#### [TASK GOAL]
All entries below are to be set down again, identical to the source.

═════ GIVEN DATA ═════

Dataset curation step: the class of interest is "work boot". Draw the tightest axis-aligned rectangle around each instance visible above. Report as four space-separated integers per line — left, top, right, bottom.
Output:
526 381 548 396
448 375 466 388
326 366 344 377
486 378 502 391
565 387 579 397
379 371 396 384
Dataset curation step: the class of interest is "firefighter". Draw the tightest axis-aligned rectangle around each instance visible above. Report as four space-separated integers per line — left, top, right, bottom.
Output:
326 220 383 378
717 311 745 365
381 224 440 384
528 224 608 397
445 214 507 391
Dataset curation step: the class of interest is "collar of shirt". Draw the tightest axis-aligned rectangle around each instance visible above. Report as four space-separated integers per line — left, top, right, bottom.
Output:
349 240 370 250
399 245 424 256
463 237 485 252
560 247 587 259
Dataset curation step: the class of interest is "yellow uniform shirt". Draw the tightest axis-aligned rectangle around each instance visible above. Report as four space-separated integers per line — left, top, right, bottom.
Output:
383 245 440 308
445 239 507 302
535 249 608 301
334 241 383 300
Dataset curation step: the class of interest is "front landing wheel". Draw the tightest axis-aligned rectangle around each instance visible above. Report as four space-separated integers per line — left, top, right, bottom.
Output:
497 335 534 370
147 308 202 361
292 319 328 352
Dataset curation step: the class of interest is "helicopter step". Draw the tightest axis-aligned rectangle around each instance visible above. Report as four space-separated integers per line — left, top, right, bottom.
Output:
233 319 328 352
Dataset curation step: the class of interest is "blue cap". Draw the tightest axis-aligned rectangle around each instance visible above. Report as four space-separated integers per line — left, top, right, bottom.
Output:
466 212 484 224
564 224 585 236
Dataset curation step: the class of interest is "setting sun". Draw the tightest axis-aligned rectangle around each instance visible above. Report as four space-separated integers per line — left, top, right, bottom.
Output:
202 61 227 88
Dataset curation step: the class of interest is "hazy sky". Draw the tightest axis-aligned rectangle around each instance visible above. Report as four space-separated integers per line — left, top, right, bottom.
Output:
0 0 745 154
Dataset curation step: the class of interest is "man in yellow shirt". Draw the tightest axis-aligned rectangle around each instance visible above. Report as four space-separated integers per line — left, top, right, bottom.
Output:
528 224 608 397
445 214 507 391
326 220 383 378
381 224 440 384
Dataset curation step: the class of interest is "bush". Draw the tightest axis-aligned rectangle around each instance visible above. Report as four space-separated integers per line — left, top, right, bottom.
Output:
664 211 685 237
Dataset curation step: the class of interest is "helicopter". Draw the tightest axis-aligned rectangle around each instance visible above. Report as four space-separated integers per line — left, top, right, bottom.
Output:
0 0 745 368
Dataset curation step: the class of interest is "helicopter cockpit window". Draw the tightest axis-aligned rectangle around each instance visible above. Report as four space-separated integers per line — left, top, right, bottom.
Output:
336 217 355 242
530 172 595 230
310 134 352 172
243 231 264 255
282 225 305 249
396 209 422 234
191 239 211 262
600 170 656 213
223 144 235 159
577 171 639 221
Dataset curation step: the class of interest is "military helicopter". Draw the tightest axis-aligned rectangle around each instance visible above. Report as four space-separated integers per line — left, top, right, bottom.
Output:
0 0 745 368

═════

#### [FINISHED ANSWER]
Dataset curation step: the class of interest is "work boot". Draw the tightest axis-aligned rectangle around each instance visible above. Report as four space-separated integers per line — left, top, right, bottom.
Output:
526 381 548 396
448 375 466 388
326 366 344 377
486 378 502 391
565 387 579 397
379 371 396 384
Dataset curation step: the class of interest is "firefighter". Draw the tightest axis-aligned rectangle around each instance visible above. Report as four space-separated integers per line — left, top, right, bottom.
Output:
326 220 383 378
717 311 745 365
381 224 440 384
528 224 608 397
445 214 507 391
Dataset curation step: the class of interest is "collar of shirt". Draw the tightest axis-aligned rectangle around each instance visible above. Report as four space-separated integers per line — left, top, right, bottom.
Output:
349 240 370 250
399 245 424 256
463 237 485 252
560 247 587 259
Dataset curation step: the class of interest is "yellow uniform shirt". Draw the tightest axis-aligned rectangle around each instance visible above. Report as four space-separated integers per line — left, top, right, bottom.
Output:
383 245 440 308
445 239 507 302
535 249 608 301
334 241 383 300
Dataset curation step: the class of interest is "front landing wheel". Draw the tightest axis-aligned rectangle around each instance visible above. Report as four space-separated integers per line — left, top, right, bottom.
Output:
497 335 534 370
147 308 202 361
292 319 328 352
Dataset curation step: the class of interest is "helicopter step". Draw the tightest axis-aligned rectangle around each instance visible above. Report as four space-separated integers per line — left, top, right, bottom.
Output:
233 319 328 352
Dataset curation step: the class of interest is "blue cap". Draw the tightest axis-aligned rectangle around each instance visible above. Report as four space-separated integers per line — left, top, right, bottom.
Output:
466 212 484 224
564 224 585 236
Dataset curation step: the class of interest is "setting sun". Draw the tightest axis-aligned rectangle around each instance visible above. Report as four space-separated integers per line — left, top, right, bottom.
Output:
202 61 227 88
Dataset curation step: the class of interest is "hazy sky". Draw the tightest axis-aligned rectangle around each instance visible above. Report as four space-separated integers per line — left, top, right, bottom.
Output:
0 0 745 154
Dataset curation step: the class of interest is "man in yellow shirt". Draw the tightest axis-aligned rectangle around each instance visible above. Report as four space-separated integers per line — left, top, right, bottom.
Output:
528 224 608 397
445 214 507 391
326 220 383 378
381 224 440 384
Dataset curation step: the class of interest is "bush". Draw the tightest axis-aligned rectangle around each instance visible above. Report as four space-separated integers per line — left, top, right, bottom.
Output:
664 211 685 237
Dataset curation step: the class of interest is "helicopter". Draw the tightest axis-aligned rectangle around each instance visible above. Report as four space-separated integers per line — left, top, right, bottom.
Output:
0 0 745 368
Dataset curation step: the class of interest is "helicopter cockpit window". Draw the tightest axis-aligned rectangle around each instance visible above. Report as four space-separated integers per line — left, top, right, bottom.
Output:
336 217 355 242
530 172 595 230
310 134 352 172
243 231 264 255
282 225 305 249
396 209 422 234
191 239 211 262
600 170 656 213
223 144 235 159
577 171 639 221
Dataset curation step: the class of interest is "military helicopter". Draw the tightest axis-aligned rectangle around each instance visible above. Report as four space-separated integers per line — left, top, right, bottom.
Output:
0 0 745 368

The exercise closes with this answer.